**What is expected:** Shift each point in the rows below by adding 20 to both its x and y coordinates. Reproduce every line, requests included, changing only those coordinate values.

(Point annotation dataset rows)
..........
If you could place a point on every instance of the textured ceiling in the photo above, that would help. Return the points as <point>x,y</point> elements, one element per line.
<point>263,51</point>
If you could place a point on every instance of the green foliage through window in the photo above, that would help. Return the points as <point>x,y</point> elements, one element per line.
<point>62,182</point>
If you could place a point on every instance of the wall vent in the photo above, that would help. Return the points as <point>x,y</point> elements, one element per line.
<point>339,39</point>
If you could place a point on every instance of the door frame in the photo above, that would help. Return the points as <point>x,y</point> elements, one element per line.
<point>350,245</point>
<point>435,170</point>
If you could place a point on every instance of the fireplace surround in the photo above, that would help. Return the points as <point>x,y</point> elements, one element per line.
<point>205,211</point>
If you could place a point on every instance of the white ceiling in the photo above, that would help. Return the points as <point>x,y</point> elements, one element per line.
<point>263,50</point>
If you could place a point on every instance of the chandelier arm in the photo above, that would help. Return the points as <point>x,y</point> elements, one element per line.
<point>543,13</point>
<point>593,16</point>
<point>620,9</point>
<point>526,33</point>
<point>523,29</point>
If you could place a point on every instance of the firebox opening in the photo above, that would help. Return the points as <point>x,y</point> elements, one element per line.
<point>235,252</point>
..........
**Full solution:**
If you could place a point on every instance of the textured ceiling in the photo above, that would help. Return the points as <point>x,y</point> elements, one element per line.
<point>283,71</point>
If you could place a point on every instance of the green foliage through window in the photo above, that would help. Return the points as <point>x,y</point> elements, one element per line.
<point>82,202</point>
If you could place a point on every instance of the wall vent in the photo above, that would help. Return the points as <point>x,y</point> elements, one element per line.
<point>359,59</point>
If you could place a point on every instance of the door frame in the photo above, that would help. Return the points as <point>x,y</point> elements, one element per line.
<point>370,265</point>
<point>455,190</point>
If you could place a point on every instance of the fireplace surround in the photo above, that would help. Return the points as <point>x,y</point> elements, one element per line.
<point>225,231</point>
If you could place a point on every instance of the white ceiling in the photo above, that would help. Return the points as <point>x,y</point> elements, one element per line.
<point>283,70</point>
If you could place a point on every instance of the chandelier arm in the photo above, that would help. Return the points as <point>x,y</point> elements, one element per line.
<point>563,33</point>
<point>613,36</point>
<point>640,29</point>
<point>546,53</point>
<point>543,49</point>
If you could place a point on every instance of the firebox opening in the photo above, that would help. Return the points as <point>x,y</point> elements, one element per line.
<point>255,272</point>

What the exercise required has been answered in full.